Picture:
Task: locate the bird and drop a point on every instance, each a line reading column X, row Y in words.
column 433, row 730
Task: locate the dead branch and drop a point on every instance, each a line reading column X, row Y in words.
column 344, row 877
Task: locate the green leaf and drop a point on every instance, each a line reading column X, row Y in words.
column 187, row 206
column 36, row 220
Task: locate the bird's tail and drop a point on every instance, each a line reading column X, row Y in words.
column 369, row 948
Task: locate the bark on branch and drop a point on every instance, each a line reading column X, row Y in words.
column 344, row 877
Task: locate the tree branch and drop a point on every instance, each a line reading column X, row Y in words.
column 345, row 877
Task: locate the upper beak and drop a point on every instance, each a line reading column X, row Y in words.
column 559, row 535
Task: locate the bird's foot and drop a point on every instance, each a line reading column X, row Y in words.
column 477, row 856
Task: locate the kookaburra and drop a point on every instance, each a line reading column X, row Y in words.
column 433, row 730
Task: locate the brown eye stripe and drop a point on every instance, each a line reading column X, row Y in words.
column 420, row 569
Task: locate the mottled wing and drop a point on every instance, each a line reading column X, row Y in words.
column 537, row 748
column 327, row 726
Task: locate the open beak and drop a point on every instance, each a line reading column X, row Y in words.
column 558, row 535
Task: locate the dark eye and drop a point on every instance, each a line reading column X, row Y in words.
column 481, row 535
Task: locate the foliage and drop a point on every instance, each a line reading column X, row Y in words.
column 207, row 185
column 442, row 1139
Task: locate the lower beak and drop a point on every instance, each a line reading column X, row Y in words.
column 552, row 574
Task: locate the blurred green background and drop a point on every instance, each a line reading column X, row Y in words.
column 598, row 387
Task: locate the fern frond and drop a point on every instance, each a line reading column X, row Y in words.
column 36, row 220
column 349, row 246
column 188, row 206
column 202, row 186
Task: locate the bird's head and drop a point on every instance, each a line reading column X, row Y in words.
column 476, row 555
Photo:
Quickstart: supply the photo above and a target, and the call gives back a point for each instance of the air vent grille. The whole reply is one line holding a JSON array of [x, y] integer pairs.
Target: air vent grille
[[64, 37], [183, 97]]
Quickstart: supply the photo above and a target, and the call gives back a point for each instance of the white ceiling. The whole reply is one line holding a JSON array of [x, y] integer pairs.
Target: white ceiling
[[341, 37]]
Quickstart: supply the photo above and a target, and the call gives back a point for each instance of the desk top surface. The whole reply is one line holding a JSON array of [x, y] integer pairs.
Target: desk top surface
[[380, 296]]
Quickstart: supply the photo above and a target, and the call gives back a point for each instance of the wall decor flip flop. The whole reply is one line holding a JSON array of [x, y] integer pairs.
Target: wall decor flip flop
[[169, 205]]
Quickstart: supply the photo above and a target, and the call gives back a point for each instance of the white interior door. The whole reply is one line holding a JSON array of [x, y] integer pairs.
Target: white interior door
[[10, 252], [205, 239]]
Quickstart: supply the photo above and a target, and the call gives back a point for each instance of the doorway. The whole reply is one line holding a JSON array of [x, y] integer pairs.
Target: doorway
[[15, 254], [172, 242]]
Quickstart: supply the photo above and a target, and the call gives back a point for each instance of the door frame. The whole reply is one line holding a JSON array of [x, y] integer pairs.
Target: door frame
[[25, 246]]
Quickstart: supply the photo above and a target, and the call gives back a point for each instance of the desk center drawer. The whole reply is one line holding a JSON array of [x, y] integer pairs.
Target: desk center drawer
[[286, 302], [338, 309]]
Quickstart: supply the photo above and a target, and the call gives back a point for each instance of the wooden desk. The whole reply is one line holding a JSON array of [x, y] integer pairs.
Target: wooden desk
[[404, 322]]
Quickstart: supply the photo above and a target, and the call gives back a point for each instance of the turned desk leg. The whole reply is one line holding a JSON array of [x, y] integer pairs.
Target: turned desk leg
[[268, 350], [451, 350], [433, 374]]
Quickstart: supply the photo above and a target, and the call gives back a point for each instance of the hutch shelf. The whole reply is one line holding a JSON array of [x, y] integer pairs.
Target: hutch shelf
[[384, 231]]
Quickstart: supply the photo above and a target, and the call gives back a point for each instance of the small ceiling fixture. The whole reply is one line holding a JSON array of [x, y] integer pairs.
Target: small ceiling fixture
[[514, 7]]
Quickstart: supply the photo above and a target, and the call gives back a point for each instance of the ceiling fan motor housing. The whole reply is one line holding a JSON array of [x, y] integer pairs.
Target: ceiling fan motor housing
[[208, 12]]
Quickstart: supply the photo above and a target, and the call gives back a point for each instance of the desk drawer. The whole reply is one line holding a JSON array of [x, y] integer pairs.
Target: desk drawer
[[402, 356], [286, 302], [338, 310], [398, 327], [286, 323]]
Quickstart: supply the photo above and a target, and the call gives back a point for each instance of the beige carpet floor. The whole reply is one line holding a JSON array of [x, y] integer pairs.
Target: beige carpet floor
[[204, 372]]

Problem statement: Quote the entire listing above line for line, with no alterations.

Solution to the problem:
Picture:
Task: locate the bird and drop a point on every instance, each a line reading column X, row Y in words.
column 433, row 730
Task: locate the dead branch and drop a point on every instance, each a line reading column X, row Y in words.
column 344, row 877
Task: locate the green leaf and drop a point on every instance, each a line reading column X, row Y in words.
column 187, row 206
column 36, row 220
Task: locate the bird's tail and drop a point on every instance, each a line reading column X, row Y in words.
column 369, row 948
Task: locate the bark on branch and drop a point on every instance, each a line reading column X, row Y in words.
column 344, row 877
Task: locate the tree branch and drop a point on every instance, each a line reading column X, row Y in words.
column 345, row 877
Task: locate the upper beak and drop a point on every instance, each a line reading column X, row Y in words.
column 559, row 535
Task: locate the bird's foot and drop a point on every instance, each a line reading column X, row Y in words.
column 477, row 856
Task: locate the kookaburra and drop a point on every instance, each a line reading column X, row Y in words.
column 433, row 730
Task: locate the brown eye stripe and drop a point on every instance, each a line reading column X, row Y in words.
column 420, row 569
Task: locate the mottled wing and drop a point on every instance, each a line reading column X, row Y in words.
column 537, row 748
column 327, row 726
Task: locate the open beak and drop a point on every instance, each a line reading column X, row Y in words.
column 558, row 535
Task: locate the dark eye and drop a point on every instance, each a line reading column X, row Y in words.
column 481, row 535
Task: locate the foliage and drop a point on every instance, each a line reading column X, row Y in words.
column 207, row 185
column 442, row 1139
Task: locate the lower beak and drop a point on every instance, each a line reading column X, row Y in words.
column 552, row 574
Task: locate the blurred green background and drop a point on every instance, each a line reading column X, row Y in words.
column 598, row 387
Task: locate the fern frond and drop a point on every instance, each a line reading column X, row Y in words.
column 36, row 220
column 349, row 246
column 188, row 206
column 202, row 186
Task: locate the bird's head and drop a point on every instance, each a line reading column X, row Y in words.
column 476, row 555
Photo:
Quickstart: supply the photo above and a target, and the call gives back a point for each instance of the air vent grille. The whole reply is one line holding a JSON array of [x, y] integer pairs.
Target: air vent grille
[[64, 37], [183, 97]]
Quickstart: supply the photo above and a target, and the call gives back a point for each instance of the white ceiling. The whole reply is one line holding a JSON array of [x, y] integer pairs.
Target: white ceiling
[[341, 37]]
Quickstart: supply the photo above and a target, and the call gives back a point for each instance of the desk top surface. The whole reply is one line holding a JSON array of [x, y] integer pairs.
Target: desk top surface
[[380, 296]]
Quickstart: supply the photo above and a target, and the call gives back a point for each instance of the wall decor flip flop. The whole reply is one line holding a JSON array of [x, y] integer pairs.
Target: wall decor flip flop
[[169, 205]]
Quickstart: supply the photo above and a target, and the call gives back a point for each instance of the white interior door. The whole reply is one line holding a JSON array of [x, y] integer pairs.
Target: white interior door
[[10, 252], [205, 239]]
Quickstart: supply the photo above and a target, and the call gives back a point for each instance of the doorway. The whole reply is one line holding a JSON array of [x, y] integer pairs.
Target: doorway
[[15, 254], [172, 242]]
Quickstart: supply the photo above and a target, and the call gives back a point for each instance of the door frame. The whole reply is one line holding a JSON array of [x, y] integer pairs.
Target: door frame
[[25, 246]]
Quickstart: supply the photo above and a target, and the call gives back a point for each instance of the desk center drawer. The whole reply is one line holding a JSON array of [x, y] integer pairs.
Target: desk center drawer
[[286, 302], [338, 309]]
Quickstart: supply the photo above and a target, and the call gives back a point for each instance of the wooden desk. The whole reply is one line holding a JSON array of [x, y] integer pairs.
Target: wooden desk
[[404, 322]]
Quickstart: supply the photo above and a target, and the call gives back a point for each instance of the turned desk leg. The whole reply is one line holding a JSON array of [x, y] integer pairs.
Target: turned desk leg
[[268, 350], [451, 350], [433, 374]]
Quickstart: supply the photo above and a target, and the call gives back a point for each instance of the hutch shelf. The whole reply is one line holding a JSON array of [x, y] integer pairs.
Target: hutch shelf
[[384, 231]]
Quickstart: supply the photo above and a target, and the call gives back a point for each instance of the small ceiling fixture. The whole reply is one line holding a JSON array of [x, y] integer pairs.
Target: small ceiling fixture
[[514, 7]]
Quickstart: supply the photo above and a target, and the call gives back a point for each instance of the ceiling fan motor housing. The whole reply is one line holding a JSON array of [x, y] integer pairs.
Target: ceiling fan motor housing
[[208, 12]]
Quickstart: supply the photo above and a target, and the call gives back a point for each instance of the desk drawer. The whole reply is one line holding a JSON array of [x, y] integer pairs.
Target: desk drawer
[[402, 356], [286, 302], [338, 310], [398, 327], [286, 323]]
Quickstart: supply the photo above and a target, and the call gives back a point for each instance of the beige carpet floor. The whole reply is one line holding a JSON array of [x, y] integer pairs.
Target: beige carpet floor
[[204, 372]]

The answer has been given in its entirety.